• _REQUIREMENT_
Report every line of the material below that contains the word "correct", copying each such line in full. Matching is case-sensitive.

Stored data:
=====
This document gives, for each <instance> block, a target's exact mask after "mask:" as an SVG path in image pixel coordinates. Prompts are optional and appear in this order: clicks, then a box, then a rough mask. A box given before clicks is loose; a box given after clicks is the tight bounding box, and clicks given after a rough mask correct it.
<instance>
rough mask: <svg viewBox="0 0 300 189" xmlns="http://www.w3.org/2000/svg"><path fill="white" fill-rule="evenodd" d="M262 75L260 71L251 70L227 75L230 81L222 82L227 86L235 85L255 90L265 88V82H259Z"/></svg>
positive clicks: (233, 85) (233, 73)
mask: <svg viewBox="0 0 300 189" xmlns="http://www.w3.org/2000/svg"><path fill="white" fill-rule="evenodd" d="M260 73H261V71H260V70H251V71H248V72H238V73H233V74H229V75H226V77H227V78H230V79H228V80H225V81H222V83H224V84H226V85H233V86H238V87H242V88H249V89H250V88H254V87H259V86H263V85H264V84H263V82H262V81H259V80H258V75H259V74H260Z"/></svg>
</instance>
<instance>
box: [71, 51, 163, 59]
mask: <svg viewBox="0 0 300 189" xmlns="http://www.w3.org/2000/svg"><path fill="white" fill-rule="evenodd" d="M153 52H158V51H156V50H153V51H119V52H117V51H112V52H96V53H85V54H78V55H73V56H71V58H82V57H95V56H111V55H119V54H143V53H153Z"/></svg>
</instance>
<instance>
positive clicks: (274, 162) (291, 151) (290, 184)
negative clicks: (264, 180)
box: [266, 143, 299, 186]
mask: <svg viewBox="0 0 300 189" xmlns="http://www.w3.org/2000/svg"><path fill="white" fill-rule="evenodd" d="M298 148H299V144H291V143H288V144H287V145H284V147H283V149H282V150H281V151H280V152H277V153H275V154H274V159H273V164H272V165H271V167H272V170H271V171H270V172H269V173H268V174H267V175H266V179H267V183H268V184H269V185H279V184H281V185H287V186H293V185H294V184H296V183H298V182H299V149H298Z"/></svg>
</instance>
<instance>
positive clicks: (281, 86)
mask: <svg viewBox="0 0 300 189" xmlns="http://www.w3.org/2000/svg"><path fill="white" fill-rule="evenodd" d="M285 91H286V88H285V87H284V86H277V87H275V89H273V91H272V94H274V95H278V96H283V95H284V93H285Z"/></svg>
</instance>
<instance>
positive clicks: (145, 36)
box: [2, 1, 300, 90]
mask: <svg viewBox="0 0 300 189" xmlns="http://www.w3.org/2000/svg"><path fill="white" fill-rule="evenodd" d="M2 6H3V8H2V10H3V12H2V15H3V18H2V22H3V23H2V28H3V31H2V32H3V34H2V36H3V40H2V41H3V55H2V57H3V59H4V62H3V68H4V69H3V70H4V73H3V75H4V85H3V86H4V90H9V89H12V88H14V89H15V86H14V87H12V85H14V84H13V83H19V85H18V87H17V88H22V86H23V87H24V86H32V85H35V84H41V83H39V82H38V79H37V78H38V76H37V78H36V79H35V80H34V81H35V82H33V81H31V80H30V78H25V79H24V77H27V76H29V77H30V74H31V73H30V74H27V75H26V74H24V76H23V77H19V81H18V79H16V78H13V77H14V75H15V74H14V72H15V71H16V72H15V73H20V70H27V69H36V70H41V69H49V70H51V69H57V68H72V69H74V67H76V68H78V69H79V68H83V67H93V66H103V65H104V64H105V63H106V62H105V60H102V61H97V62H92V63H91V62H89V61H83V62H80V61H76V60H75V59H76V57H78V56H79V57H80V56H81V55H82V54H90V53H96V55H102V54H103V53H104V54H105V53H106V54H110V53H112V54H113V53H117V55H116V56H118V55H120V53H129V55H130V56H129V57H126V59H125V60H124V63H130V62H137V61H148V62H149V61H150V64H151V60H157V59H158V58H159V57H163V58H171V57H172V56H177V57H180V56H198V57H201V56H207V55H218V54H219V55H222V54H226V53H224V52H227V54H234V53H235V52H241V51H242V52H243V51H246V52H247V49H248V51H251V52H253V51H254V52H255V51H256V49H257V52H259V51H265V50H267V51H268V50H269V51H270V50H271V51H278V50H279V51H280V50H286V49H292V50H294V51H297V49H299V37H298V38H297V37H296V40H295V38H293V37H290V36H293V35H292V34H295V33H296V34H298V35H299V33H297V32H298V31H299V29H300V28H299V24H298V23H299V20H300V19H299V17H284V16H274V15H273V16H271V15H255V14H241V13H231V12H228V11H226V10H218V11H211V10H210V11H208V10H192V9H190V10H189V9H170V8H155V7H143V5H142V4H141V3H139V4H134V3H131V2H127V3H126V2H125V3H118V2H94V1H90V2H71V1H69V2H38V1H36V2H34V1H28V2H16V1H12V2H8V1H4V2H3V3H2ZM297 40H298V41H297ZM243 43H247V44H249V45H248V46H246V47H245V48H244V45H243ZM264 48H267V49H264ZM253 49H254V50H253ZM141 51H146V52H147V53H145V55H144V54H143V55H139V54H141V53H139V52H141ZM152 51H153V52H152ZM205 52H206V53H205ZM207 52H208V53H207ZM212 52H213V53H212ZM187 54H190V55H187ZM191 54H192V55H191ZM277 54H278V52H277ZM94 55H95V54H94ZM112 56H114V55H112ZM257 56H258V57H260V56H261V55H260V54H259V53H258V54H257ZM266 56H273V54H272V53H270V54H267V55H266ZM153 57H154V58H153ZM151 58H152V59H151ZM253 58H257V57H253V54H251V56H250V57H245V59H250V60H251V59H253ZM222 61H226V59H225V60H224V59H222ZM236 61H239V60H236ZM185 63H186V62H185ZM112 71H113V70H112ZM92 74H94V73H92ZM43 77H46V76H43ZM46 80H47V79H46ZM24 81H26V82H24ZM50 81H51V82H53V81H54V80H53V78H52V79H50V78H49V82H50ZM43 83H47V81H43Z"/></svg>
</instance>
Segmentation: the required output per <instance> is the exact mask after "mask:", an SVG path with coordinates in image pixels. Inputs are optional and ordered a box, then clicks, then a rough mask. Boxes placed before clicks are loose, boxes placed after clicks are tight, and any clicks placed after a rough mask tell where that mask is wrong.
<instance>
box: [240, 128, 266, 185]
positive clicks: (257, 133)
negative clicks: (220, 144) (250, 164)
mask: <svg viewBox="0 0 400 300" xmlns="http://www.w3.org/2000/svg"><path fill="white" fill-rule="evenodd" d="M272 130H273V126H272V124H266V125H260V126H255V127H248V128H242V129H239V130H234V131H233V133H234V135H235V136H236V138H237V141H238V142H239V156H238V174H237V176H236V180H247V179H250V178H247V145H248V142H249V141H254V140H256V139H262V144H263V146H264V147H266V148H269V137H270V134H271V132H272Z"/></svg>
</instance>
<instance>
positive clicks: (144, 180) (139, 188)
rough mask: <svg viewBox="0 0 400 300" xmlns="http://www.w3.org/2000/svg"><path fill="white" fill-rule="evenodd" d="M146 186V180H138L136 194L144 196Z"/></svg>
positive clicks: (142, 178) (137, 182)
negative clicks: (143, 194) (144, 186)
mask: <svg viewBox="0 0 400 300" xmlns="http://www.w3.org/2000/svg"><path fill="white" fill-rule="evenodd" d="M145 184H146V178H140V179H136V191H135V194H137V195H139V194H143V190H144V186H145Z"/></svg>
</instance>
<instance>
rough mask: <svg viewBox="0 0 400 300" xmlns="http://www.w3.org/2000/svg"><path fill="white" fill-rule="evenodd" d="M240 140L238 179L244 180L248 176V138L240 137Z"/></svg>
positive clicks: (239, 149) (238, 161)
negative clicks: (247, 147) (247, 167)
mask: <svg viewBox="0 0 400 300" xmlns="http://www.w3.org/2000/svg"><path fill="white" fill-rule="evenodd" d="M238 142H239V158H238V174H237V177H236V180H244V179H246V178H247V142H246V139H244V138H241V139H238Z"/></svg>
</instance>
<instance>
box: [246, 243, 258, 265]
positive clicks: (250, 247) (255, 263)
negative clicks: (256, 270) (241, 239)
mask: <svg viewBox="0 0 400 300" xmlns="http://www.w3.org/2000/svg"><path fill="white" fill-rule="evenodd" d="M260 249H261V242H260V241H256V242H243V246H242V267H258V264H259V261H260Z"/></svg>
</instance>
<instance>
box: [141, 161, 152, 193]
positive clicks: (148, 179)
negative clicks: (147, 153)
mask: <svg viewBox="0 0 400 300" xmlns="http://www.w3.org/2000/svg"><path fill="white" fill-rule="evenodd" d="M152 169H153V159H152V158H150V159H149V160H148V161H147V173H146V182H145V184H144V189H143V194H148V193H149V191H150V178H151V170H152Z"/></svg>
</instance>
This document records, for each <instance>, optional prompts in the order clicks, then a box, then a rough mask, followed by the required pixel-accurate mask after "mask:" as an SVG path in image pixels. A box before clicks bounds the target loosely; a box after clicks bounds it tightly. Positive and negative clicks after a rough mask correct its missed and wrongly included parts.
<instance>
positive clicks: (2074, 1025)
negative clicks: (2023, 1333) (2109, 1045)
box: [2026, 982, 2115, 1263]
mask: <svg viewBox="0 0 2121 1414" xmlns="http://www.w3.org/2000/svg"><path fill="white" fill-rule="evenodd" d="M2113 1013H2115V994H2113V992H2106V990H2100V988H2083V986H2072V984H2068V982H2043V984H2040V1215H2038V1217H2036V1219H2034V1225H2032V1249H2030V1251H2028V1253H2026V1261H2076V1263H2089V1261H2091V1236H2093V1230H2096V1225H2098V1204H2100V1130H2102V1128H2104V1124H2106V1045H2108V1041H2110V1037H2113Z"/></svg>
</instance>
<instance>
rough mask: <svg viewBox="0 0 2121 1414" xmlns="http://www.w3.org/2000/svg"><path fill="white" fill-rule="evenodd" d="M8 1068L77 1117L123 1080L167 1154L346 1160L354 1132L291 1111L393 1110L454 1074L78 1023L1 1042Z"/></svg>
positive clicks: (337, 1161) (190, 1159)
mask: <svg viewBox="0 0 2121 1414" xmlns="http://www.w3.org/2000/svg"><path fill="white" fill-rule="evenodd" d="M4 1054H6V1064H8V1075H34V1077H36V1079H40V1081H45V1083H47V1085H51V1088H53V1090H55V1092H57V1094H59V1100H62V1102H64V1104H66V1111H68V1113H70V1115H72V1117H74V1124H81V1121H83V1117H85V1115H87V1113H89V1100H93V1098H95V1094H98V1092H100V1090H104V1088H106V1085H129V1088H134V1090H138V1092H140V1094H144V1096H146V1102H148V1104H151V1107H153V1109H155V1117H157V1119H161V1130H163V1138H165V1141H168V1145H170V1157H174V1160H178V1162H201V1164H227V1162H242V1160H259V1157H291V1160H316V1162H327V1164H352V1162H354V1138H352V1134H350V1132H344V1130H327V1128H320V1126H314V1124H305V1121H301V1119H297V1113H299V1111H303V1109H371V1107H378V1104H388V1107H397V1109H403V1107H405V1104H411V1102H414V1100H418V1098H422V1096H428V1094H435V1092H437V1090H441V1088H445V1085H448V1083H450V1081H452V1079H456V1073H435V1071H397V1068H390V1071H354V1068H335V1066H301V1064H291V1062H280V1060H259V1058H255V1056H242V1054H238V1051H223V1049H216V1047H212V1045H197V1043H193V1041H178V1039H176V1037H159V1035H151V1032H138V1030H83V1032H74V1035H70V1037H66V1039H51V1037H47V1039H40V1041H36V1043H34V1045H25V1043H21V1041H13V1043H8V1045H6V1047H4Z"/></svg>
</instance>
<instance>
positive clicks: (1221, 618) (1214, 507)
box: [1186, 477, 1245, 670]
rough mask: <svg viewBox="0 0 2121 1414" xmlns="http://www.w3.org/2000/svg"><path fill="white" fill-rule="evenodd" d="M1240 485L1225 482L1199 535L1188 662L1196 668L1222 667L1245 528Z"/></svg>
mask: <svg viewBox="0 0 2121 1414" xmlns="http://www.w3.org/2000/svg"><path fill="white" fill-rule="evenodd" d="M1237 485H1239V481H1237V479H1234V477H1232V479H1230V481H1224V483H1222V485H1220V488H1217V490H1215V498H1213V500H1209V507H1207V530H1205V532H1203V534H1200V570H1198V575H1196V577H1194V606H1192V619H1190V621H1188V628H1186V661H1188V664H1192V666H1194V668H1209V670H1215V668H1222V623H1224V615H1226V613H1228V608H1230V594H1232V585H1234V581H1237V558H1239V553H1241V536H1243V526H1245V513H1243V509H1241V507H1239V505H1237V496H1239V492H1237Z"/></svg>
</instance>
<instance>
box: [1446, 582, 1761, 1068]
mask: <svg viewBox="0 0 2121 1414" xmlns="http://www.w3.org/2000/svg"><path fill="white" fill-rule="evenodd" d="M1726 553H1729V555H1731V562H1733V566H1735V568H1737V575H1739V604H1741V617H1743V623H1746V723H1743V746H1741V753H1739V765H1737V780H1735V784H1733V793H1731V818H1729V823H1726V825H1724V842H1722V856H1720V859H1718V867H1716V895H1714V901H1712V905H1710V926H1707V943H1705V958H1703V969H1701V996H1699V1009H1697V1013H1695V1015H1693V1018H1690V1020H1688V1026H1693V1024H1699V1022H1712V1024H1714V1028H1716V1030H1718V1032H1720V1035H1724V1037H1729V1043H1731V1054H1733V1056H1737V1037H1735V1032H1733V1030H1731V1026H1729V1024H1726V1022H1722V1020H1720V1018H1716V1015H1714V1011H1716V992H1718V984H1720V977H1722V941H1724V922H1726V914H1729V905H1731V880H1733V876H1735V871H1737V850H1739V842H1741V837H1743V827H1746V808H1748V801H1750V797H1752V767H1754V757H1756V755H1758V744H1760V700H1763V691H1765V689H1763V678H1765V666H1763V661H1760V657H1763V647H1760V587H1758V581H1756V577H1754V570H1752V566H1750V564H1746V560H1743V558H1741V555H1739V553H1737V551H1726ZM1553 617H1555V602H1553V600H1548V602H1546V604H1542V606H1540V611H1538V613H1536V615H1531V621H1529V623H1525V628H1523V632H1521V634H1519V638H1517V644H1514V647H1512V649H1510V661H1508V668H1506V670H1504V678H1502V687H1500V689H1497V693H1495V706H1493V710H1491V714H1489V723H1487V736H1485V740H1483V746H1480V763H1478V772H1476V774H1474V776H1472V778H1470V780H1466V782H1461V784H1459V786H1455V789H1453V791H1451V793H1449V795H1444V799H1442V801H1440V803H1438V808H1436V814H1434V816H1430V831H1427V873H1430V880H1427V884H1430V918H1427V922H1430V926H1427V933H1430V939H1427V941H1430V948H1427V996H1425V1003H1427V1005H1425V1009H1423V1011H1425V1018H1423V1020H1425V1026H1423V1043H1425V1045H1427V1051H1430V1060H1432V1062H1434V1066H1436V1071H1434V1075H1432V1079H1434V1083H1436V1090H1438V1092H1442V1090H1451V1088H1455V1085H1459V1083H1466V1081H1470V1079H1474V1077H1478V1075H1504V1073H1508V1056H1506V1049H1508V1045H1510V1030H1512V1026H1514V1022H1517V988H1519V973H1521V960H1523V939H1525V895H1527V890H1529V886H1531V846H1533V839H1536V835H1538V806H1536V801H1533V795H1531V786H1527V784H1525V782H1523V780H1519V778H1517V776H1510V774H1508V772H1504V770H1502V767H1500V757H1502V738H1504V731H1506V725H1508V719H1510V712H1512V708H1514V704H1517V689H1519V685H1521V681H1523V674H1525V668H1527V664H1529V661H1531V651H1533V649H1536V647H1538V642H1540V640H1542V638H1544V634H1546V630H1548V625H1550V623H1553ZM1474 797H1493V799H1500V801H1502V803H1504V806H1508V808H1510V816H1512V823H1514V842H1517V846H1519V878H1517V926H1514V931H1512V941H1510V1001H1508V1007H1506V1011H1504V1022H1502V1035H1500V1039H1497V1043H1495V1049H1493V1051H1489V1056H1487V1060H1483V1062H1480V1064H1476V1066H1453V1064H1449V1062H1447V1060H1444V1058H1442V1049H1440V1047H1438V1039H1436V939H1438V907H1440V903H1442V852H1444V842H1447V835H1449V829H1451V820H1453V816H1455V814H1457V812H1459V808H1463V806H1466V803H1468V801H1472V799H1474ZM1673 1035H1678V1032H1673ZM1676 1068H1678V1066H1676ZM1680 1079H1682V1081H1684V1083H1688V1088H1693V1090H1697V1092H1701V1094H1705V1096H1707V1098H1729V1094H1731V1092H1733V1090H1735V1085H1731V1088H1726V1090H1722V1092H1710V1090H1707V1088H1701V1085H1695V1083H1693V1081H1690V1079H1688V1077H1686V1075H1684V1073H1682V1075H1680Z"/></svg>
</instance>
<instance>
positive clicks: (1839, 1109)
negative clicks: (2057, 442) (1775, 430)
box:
=====
• _WRITTEN ANSWER_
This document gives, for each <instance> block, a target's exact mask after "mask:" as an SVG path in image pixel coordinates. Prompts are optional and appear in this order: clicks, then a box, then a rough mask. A box given before clicks is loose; a box given after clicks is the tight bounding box, and clicks given after a rough mask correct it.
This document records, for each <instance>, optional prompts in the order clicks, then a box, then a rough mask, followed by the required pixel-accurate mask after "mask:" as an SVG path in image pixels. A box before clicks bounds the target loosely; a box after clicks bounds it tightly. Positive and negative clicks after a rough mask correct its missed and wrongly included parts.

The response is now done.